Exercise details =
The answer must consist of every line in the records below that contains the string "green".

Items from a data source
**********

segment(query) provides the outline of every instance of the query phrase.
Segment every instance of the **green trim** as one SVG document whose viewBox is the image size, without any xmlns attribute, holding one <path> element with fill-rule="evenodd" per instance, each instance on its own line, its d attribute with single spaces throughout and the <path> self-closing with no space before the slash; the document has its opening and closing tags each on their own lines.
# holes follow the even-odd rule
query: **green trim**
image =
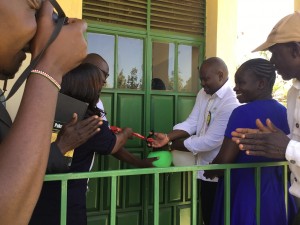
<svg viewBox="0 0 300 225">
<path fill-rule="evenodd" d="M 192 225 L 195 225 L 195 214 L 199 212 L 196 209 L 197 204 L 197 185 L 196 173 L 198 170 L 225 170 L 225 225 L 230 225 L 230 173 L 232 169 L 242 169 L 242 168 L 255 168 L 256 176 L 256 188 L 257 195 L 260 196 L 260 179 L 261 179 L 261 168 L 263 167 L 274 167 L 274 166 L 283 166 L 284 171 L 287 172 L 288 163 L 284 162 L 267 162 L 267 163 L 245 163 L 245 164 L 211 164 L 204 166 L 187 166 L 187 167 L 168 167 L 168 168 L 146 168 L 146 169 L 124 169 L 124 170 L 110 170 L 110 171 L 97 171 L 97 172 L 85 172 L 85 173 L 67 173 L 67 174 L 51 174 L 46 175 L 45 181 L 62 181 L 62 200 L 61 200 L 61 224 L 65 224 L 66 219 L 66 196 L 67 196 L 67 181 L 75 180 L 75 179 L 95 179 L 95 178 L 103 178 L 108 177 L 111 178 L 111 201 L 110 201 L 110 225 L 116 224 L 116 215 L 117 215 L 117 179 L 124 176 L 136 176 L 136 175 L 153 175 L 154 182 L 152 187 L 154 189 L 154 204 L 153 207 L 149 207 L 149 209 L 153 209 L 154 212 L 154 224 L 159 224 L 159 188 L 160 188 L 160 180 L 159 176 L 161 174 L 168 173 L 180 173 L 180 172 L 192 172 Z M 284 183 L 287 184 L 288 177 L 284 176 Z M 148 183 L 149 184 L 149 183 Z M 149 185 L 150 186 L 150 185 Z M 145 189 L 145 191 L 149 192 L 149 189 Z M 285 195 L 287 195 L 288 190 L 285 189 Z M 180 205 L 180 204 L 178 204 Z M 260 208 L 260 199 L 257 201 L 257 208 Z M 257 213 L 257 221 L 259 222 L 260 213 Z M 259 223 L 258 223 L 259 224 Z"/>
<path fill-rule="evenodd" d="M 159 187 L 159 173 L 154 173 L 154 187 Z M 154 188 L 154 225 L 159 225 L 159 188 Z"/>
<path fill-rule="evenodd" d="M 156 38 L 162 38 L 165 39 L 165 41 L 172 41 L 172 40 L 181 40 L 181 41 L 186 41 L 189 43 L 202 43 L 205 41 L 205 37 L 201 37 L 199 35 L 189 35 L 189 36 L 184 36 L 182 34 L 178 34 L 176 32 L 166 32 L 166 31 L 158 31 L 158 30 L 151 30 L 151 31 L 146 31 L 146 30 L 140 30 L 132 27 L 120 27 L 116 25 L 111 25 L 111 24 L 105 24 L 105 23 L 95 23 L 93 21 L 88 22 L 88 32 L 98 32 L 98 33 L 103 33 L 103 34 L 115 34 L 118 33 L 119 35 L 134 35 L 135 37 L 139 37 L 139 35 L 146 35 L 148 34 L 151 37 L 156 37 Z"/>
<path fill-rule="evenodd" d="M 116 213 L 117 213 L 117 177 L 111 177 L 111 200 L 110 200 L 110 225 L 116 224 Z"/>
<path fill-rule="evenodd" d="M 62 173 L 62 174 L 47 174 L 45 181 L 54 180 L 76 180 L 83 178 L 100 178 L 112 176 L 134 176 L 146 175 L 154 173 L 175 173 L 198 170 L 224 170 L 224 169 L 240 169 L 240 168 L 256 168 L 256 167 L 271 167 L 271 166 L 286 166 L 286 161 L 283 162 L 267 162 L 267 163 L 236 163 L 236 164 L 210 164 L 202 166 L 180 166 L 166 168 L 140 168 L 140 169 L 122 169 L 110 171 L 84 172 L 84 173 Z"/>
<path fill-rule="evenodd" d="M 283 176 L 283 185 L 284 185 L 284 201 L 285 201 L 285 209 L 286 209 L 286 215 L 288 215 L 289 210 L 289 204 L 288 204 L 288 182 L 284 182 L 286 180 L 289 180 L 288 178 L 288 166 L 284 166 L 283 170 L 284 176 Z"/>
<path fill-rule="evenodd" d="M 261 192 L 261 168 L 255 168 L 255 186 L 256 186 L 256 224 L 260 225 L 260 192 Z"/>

**********

Task response =
Segment every instance of the **green trim** as one SVG document whose viewBox is the image size, without any xmlns attribute, holding one <path> element with fill-rule="evenodd" per instance, each instance on its own line, its d attribute with single spaces throughout and the <path> self-closing with no space before the slash; the document has its opening and closing tags each on their own lines.
query: **green trim**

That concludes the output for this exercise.